**EXERCISE DETAILS:**
Extract the lines below and reproduce them verbatim, without changing any character.

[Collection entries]
* Start *

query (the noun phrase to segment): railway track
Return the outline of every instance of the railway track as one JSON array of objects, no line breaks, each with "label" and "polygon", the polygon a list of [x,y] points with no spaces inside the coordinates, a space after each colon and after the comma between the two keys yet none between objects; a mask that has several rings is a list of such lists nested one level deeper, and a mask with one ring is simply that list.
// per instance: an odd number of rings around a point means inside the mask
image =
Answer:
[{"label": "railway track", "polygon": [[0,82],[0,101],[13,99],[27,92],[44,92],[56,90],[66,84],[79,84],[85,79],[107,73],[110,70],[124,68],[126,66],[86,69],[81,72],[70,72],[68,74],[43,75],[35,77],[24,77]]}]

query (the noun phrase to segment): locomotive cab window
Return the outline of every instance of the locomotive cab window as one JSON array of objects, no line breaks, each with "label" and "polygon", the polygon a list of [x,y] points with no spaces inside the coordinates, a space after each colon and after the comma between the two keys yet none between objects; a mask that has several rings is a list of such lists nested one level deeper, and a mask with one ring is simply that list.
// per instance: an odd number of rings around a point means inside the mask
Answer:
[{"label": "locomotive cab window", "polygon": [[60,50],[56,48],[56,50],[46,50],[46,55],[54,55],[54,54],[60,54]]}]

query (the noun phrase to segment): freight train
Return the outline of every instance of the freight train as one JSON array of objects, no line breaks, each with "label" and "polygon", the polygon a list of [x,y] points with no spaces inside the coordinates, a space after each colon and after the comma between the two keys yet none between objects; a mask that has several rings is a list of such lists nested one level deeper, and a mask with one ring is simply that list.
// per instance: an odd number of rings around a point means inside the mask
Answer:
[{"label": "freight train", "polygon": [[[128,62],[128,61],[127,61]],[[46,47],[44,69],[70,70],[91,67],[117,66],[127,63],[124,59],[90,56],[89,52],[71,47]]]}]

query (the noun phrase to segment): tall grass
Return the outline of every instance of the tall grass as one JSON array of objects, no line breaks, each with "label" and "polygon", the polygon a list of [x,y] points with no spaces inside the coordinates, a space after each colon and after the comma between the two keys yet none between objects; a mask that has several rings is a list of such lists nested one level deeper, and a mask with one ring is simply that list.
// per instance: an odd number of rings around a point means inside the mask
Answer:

* End *

**ANSWER FOR THE TASK:**
query (the noun phrase to segment): railway track
Return the outline of every instance of the railway track as one JSON array of objects, no line breaks, each with "label" and "polygon", the polygon a list of [x,y] points with no spaces inside the coordinates, a space after each colon and after the comma between the two keys yet none between objects; a mask that has several rings is a list of such lists nested one level deeper, and a mask with one ring is simply that list.
// per instance: an odd number of rings around a point means inside the mask
image =
Answer:
[{"label": "railway track", "polygon": [[0,82],[0,101],[13,99],[27,92],[44,92],[56,90],[66,84],[79,84],[85,79],[107,73],[110,70],[124,68],[126,66],[86,69],[81,72],[70,72],[68,74],[43,75],[35,77],[24,77]]}]

query (the noun phrase to segment): locomotive cab window
Return the outline of every instance of the locomotive cab window as one JSON array of objects, no line breaks, each with "label" and "polygon", the polygon a list of [x,y] points with no spaces inside the coordinates, a space after each colon and after the comma between the two keys yet none between objects; a mask that has several rings is a list of such lists nested one level deeper, and a mask with one ring is simply that list.
// per instance: an odd number of rings around a point means inside the mask
Answer:
[{"label": "locomotive cab window", "polygon": [[60,50],[56,48],[56,50],[46,50],[46,55],[54,55],[54,54],[60,54]]}]

query (the noun phrase to segment): freight train
Return the outline of every instance of the freight train as one JSON array of objects, no line breaks, each with "label" and "polygon", the polygon a list of [x,y] points with no spaces inside the coordinates, a space after each colon and after the comma between the two keys yet none between objects; a mask that has several rings is a list of such lists nested one level deeper, and a mask with one ring is simply that list.
// per instance: an odd number of rings around a point means inside the mask
Answer:
[{"label": "freight train", "polygon": [[[128,62],[128,61],[127,61]],[[46,47],[44,69],[70,70],[91,67],[117,66],[127,63],[124,59],[90,56],[89,52],[71,47]]]}]

query (the noun phrase to segment): tall grass
Return the outline of every instance of the tall grass as one JSON array of objects, no line breaks, each with "label" and "polygon", the polygon a list of [x,y] points with no spaces inside the coordinates, a space after each colon and after the comma between the two keys yet none between objects; a mask that has several rings is a list of such lists nested one level deeper, and a mask with one ring is simply that list.
// per instance: an odd number of rings around a point means inside the mask
Answer:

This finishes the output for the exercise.